* TO DO:
Retype the material in full, keeping every word the same.
┌──
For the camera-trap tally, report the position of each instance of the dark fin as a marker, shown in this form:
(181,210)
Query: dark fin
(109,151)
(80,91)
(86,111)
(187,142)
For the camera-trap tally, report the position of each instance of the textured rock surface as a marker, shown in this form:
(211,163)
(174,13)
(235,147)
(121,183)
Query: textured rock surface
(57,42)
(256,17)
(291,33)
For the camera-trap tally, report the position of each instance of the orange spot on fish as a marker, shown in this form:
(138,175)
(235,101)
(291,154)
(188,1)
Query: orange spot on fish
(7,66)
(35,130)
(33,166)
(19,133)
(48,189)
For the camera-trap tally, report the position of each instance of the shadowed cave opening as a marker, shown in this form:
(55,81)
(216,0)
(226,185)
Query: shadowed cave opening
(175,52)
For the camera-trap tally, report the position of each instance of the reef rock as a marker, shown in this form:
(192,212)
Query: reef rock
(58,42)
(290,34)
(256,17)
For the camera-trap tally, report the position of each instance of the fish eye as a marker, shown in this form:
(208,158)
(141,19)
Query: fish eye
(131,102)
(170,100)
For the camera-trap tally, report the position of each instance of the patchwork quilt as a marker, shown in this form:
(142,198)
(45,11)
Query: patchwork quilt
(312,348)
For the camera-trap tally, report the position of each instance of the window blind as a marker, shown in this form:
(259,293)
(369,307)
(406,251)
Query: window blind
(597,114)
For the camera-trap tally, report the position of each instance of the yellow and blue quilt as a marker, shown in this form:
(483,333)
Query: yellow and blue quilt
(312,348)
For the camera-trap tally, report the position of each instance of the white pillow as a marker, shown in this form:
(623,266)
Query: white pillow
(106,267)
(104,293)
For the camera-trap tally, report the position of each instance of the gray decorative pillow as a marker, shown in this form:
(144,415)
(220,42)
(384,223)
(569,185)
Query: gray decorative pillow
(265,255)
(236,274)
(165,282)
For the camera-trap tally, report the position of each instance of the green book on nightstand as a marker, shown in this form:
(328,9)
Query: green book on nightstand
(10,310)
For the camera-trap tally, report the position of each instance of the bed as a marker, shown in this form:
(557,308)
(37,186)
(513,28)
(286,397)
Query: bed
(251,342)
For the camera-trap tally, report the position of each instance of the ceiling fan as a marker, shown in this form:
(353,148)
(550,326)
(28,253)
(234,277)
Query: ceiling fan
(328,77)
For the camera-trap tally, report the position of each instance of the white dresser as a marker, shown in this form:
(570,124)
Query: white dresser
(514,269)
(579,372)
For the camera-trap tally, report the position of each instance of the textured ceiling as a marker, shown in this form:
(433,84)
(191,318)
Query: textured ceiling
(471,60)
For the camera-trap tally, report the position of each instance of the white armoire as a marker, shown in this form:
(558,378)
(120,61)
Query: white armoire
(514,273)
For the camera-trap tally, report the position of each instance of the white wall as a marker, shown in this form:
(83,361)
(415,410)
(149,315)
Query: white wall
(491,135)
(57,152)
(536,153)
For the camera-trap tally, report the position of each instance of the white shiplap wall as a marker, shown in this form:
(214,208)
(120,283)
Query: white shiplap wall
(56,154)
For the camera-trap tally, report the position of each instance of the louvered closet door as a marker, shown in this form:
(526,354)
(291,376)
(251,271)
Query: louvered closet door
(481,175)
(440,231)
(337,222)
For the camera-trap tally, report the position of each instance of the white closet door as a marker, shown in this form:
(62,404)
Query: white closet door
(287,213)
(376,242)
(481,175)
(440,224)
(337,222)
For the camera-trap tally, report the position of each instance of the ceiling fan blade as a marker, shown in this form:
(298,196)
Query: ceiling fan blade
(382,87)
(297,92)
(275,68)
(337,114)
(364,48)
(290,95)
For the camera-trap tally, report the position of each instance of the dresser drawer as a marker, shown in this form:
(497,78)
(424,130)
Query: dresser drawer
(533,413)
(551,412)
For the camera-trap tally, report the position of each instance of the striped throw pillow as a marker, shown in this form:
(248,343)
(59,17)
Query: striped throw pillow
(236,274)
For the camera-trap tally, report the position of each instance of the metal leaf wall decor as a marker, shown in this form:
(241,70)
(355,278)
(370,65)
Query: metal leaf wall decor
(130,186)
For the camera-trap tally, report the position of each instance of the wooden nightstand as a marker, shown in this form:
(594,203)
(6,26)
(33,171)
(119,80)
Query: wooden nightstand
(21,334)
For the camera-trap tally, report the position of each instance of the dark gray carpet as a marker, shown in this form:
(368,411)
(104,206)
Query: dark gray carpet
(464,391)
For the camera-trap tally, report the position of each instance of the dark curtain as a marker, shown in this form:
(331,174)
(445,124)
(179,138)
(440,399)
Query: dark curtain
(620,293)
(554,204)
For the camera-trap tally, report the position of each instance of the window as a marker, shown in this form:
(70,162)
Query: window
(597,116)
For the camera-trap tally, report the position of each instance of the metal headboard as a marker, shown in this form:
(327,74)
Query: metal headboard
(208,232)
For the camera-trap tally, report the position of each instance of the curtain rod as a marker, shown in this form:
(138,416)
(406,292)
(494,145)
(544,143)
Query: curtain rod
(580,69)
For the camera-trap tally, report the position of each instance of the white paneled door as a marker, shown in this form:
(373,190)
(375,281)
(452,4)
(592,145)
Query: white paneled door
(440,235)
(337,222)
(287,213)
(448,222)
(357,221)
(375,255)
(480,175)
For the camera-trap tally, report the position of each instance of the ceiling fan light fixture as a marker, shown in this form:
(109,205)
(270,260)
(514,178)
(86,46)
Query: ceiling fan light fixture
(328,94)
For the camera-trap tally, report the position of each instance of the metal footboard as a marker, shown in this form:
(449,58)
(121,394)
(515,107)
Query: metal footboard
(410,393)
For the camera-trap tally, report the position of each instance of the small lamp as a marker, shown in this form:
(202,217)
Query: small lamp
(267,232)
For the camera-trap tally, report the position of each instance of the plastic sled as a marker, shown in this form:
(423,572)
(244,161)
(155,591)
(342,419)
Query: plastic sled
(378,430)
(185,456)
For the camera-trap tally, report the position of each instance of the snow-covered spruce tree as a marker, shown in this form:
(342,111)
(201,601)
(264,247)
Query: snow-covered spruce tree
└──
* THE OUTPUT:
For the camera-trap tally, report the position of each instance of the dark fin as a marker, shown in this form:
(181,210)
Query: dark fin
(109,151)
(80,91)
(86,111)
(187,142)
For the camera-trap tally, report the position of each instance of the textured rock surface as a marker, shown in this form:
(211,163)
(174,13)
(235,147)
(121,183)
Query: textured rock surface
(57,42)
(256,17)
(291,33)
For the camera-trap tally, report the position of each instance of the orange spot on fish as a marker, shown in this form:
(138,175)
(235,101)
(291,154)
(188,1)
Query: orange spot on fish
(7,66)
(35,130)
(33,166)
(19,133)
(48,189)
For the camera-trap tally, report the position of each instance of the shadowed cave opening as a marker, shown in this form:
(55,81)
(216,0)
(226,185)
Query: shadowed cave opening
(175,52)
For the camera-trap tally, report the position of each instance of the reef rock as a marker, shown in this form:
(192,212)
Query: reef rock
(58,42)
(290,34)
(256,17)
For the camera-trap tally, report the position of each instance of the fish eye as a marker, shown in this form:
(208,158)
(141,19)
Query: fish eye
(131,102)
(170,100)
For the camera-trap tally, report the position of each instance of the patchwork quilt as a marker, shown in this form:
(142,198)
(45,11)
Query: patchwork quilt
(312,348)
For the camera-trap tally, report the position of each instance of the window blind as a marker, shown in this form:
(259,293)
(369,307)
(406,251)
Query: window blind
(597,114)
For the camera-trap tally, report the position of each instance of the yellow and blue quilt as a marker, shown in this form:
(483,333)
Query: yellow and blue quilt
(312,348)
For the camera-trap tally, report the position of each instance of the white pillow as a marker, shown in this form:
(623,266)
Query: white pillow
(106,267)
(104,293)
For the camera-trap tally, report the position of each instance of the gray decorative pillow as a marker, shown in this form:
(144,415)
(220,42)
(384,223)
(569,185)
Query: gray decorative pillow
(265,255)
(236,274)
(165,282)
For the camera-trap tally, report the position of each instance of the green book on nightstand as a marker, shown in this form:
(328,9)
Query: green book on nightstand
(10,310)
For the camera-trap tally, report the position of each instance of the bed as a marker, shown in this form:
(557,308)
(37,186)
(513,28)
(286,397)
Query: bed
(251,342)
For the camera-trap tally, report the position of each instance of the ceiling fan as a marker, shown in this form:
(353,148)
(550,326)
(28,253)
(234,277)
Query: ceiling fan
(328,77)
For the camera-trap tally, report the position of each instance of the white dresser as a marker, shown in this form:
(570,124)
Query: white dresser
(514,269)
(579,372)
For the camera-trap tally, report the position of each instance of the textured ceiling as a marker, shown in this form:
(433,84)
(191,318)
Query: textured ceiling
(471,60)
For the camera-trap tally, report the position of each instance of the white armoire as a marker, shown in this form:
(558,378)
(120,61)
Query: white armoire
(514,273)
For the camera-trap tally, report the position of each instance of the white wall as a marker, shown in this form:
(83,361)
(415,410)
(149,315)
Query: white wall
(491,135)
(57,152)
(536,153)
For the camera-trap tally, report the position of each instance of the white shiplap wall as a marker, shown in this form:
(214,208)
(120,283)
Query: white shiplap wall
(56,154)
For the camera-trap tally, report the position of each instance of the louvered closet door as a marker, shown in this form:
(526,354)
(291,376)
(251,271)
Query: louvered closet door
(481,175)
(440,231)
(337,222)
For the camera-trap tally, report the position of each instance of the white closet door as a marker, shown in this form:
(62,404)
Query: white closet door
(287,213)
(376,242)
(481,175)
(440,224)
(337,222)
For the camera-trap tally, report the position of each instance of the ceiling fan blade as a marker, shown in this form:
(298,196)
Query: ceiling fan blade
(382,87)
(297,92)
(275,68)
(337,114)
(364,48)
(290,95)
For the camera-trap tally, report the position of each instance of the dresser drawer as a marker, shown in this form:
(497,78)
(424,130)
Query: dresser drawer
(533,413)
(551,412)
For the camera-trap tally, report the position of each instance of the striped throw pillow as a marker, shown in this form:
(248,343)
(59,17)
Query: striped throw pillow
(236,274)
For the camera-trap tally, report the position of each instance of the metal leaf wall decor as a marker, shown in this form:
(241,70)
(355,278)
(370,65)
Query: metal leaf wall decor
(130,186)
For the camera-trap tally, report the position of each instance of the wooden nightstand as a marker, shown in this form:
(594,203)
(6,26)
(33,171)
(119,80)
Query: wooden nightstand
(21,334)
For the camera-trap tally, report the position of each instance of the dark gray carpet as a marker, shown in this form:
(368,411)
(104,206)
Query: dark gray carpet
(464,391)
For the camera-trap tally, report the position of each instance of the dark curtain as a marker, shown in this form:
(331,174)
(445,124)
(179,138)
(440,399)
Query: dark curtain
(620,293)
(554,204)
For the camera-trap tally, report the position of each instance of the window as a marker, shown in this form:
(70,162)
Query: window
(597,116)
For the camera-trap tally, report the position of each instance of the metal headboard as a marker, shown in this form:
(327,74)
Query: metal headboard
(208,232)
For the camera-trap tally, report the position of each instance of the curtain rod as a marker, shown in this form:
(138,416)
(406,292)
(494,145)
(544,143)
Query: curtain rod
(580,69)
For the camera-trap tally, report the position of each instance of the white paneled door as a marker, shown in this form:
(373,190)
(375,281)
(452,4)
(592,145)
Query: white paneled door
(440,235)
(337,222)
(287,213)
(448,222)
(357,221)
(375,255)
(480,175)
For the camera-trap tally, report the position of each instance of the ceiling fan light fixture as a marker, shown in this form:
(109,205)
(270,260)
(514,178)
(86,46)
Query: ceiling fan light fixture
(328,94)
For the camera-trap tally, report the position of each instance of the metal footboard as a marker, shown in this form:
(449,58)
(121,394)
(515,107)
Query: metal footboard
(410,393)
For the camera-trap tally, report the position of each instance of the small lamp as a marker, shown in this form:
(202,217)
Query: small lamp
(267,232)
For the camera-trap tally, report the position of each instance of the plastic sled as a marker, shown in this form:
(423,572)
(244,161)
(155,591)
(342,419)
Query: plastic sled
(378,430)
(185,456)
For the camera-trap tally, report the position of each instance of the snow-covered spruce tree as a marker, shown in this form:
(342,111)
(201,601)
(264,247)
Query: snow-covered spruce tree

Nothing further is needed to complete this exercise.